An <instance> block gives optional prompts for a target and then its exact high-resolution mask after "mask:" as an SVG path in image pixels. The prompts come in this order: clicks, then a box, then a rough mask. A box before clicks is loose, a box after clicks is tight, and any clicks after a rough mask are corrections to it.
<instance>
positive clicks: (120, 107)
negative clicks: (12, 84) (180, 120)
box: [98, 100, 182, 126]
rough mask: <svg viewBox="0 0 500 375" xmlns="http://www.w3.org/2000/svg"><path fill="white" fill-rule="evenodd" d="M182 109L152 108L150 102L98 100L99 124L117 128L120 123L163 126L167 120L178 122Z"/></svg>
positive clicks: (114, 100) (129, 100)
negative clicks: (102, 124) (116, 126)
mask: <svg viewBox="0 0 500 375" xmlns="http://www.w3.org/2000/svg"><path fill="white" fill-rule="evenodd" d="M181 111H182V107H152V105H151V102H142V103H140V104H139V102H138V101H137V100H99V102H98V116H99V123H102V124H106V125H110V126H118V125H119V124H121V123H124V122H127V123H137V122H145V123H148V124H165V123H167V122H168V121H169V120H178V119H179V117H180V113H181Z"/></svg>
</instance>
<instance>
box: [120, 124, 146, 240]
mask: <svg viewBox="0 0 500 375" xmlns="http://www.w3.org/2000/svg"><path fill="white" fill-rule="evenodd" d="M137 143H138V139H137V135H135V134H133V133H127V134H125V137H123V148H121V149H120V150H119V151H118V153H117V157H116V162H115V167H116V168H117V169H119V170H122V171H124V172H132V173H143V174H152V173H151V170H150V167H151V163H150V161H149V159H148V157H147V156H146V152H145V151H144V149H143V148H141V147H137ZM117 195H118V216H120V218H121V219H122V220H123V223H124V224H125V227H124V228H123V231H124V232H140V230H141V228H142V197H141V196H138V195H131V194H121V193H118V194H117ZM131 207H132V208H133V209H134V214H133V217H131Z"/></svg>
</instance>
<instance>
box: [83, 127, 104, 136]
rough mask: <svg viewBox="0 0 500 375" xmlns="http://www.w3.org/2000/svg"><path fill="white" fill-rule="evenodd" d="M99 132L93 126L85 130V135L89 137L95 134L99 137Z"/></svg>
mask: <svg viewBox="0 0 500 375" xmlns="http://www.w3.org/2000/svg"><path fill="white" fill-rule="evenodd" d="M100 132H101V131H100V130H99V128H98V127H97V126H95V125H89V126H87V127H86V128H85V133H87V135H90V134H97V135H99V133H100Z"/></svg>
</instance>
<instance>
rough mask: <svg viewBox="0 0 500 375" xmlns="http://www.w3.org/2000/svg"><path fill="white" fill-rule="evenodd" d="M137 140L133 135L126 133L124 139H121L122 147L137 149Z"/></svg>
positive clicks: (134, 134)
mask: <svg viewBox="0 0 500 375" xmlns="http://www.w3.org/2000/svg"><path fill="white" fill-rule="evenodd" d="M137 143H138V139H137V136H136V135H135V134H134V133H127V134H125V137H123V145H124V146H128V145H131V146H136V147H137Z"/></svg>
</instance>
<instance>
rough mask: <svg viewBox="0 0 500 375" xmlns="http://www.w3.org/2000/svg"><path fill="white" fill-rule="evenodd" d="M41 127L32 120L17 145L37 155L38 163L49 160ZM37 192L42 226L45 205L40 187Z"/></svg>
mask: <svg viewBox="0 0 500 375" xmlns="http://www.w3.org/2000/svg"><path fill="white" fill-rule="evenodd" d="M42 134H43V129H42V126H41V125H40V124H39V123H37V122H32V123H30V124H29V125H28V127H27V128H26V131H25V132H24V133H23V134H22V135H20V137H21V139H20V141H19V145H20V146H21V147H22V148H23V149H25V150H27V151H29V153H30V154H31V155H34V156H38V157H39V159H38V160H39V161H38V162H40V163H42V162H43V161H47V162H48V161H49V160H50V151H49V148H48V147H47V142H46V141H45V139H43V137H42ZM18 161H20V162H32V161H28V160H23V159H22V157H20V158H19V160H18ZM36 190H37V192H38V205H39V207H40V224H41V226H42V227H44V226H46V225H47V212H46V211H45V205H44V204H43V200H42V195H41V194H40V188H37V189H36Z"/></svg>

## Exercise goal
Write the data out again. Match it word for word.

## Written answer
An <instance> block gives optional prompts for a target and then its exact high-resolution mask after "mask:" as an SVG path in image pixels. The prompts come in this order: clicks, then a box, then a rough mask. A box before clicks is loose, a box after clicks is tight, and any clicks after a rough mask are corrections to it.
<instance>
positive clicks: (120, 107)
negative clicks: (12, 84) (180, 120)
box: [98, 100, 182, 126]
rough mask: <svg viewBox="0 0 500 375" xmlns="http://www.w3.org/2000/svg"><path fill="white" fill-rule="evenodd" d="M182 109L152 108L150 102L98 100L99 124L117 128L120 123L163 126L167 120L178 122Z"/></svg>
positive clicks: (114, 100) (129, 100)
negative clicks: (102, 124) (116, 126)
mask: <svg viewBox="0 0 500 375" xmlns="http://www.w3.org/2000/svg"><path fill="white" fill-rule="evenodd" d="M181 111H182V107H152V105H151V102H142V103H140V104H139V102H138V101H137V100H99V102H98V116H99V123H102V124H106V125H110V126H118V125H119V124H121V123H124V122H127V123H137V122H145V123H148V124H165V123H167V122H168V121H169V120H178V119H179V117H180V113H181Z"/></svg>
</instance>
<instance>
box: [120, 124, 146, 240]
mask: <svg viewBox="0 0 500 375" xmlns="http://www.w3.org/2000/svg"><path fill="white" fill-rule="evenodd" d="M137 143H138V139H137V135H135V134H133V133H127V134H125V137H123V148H121V149H120V150H119V151H118V153H117V157H116V162H115V167H116V168H117V169H119V170H122V171H124V172H132V173H143V174H152V173H151V170H150V167H151V163H150V161H149V159H148V157H147V156H146V152H145V151H144V149H143V148H141V147H137ZM117 195H118V216H120V218H121V219H122V220H123V223H124V224H125V227H124V228H123V231H124V232H140V230H141V228H142V197H141V196H138V195H131V194H121V193H118V194H117ZM131 207H132V208H133V209H134V214H133V217H131Z"/></svg>
</instance>
<instance>
box: [83, 127, 104, 136]
rough mask: <svg viewBox="0 0 500 375" xmlns="http://www.w3.org/2000/svg"><path fill="white" fill-rule="evenodd" d="M99 132L93 126L85 130V135L89 137L95 134L99 137Z"/></svg>
mask: <svg viewBox="0 0 500 375" xmlns="http://www.w3.org/2000/svg"><path fill="white" fill-rule="evenodd" d="M100 132H101V131H100V130H99V128H98V127H97V126H95V125H89V126H87V127H86V128H85V133H87V135H90V134H97V135H99V133H100Z"/></svg>
</instance>
<instance>
rough mask: <svg viewBox="0 0 500 375" xmlns="http://www.w3.org/2000/svg"><path fill="white" fill-rule="evenodd" d="M137 140L133 135L126 133L124 139H121L122 147L137 149Z"/></svg>
positive clicks: (134, 134)
mask: <svg viewBox="0 0 500 375" xmlns="http://www.w3.org/2000/svg"><path fill="white" fill-rule="evenodd" d="M137 143H138V139H137V136H136V135H135V134H134V133H127V134H125V137H123V145H124V146H128V145H131V146H136V147H137Z"/></svg>
</instance>
<instance>
rough mask: <svg viewBox="0 0 500 375" xmlns="http://www.w3.org/2000/svg"><path fill="white" fill-rule="evenodd" d="M41 127L32 120L17 145L37 155L38 163L49 160ZM37 192L42 226L45 205L40 187Z"/></svg>
mask: <svg viewBox="0 0 500 375" xmlns="http://www.w3.org/2000/svg"><path fill="white" fill-rule="evenodd" d="M42 134H43V129H42V126H41V125H40V124H39V123H37V122H32V123H30V124H29V125H28V127H27V128H26V131H25V132H24V133H23V134H22V135H20V137H21V139H20V141H19V145H20V146H21V147H22V148H23V149H25V150H27V151H29V153H30V154H31V155H34V156H38V157H39V159H38V160H39V161H38V162H40V163H42V162H43V161H47V162H48V161H49V160H50V151H49V148H48V147H47V142H46V141H45V139H43V137H42ZM18 161H20V162H32V161H28V160H23V159H22V157H20V158H19V160H18ZM36 190H37V192H38V205H39V207H40V224H41V226H42V227H44V226H46V225H47V212H46V211H45V205H44V204H43V200H42V195H41V194H40V188H37V189H36Z"/></svg>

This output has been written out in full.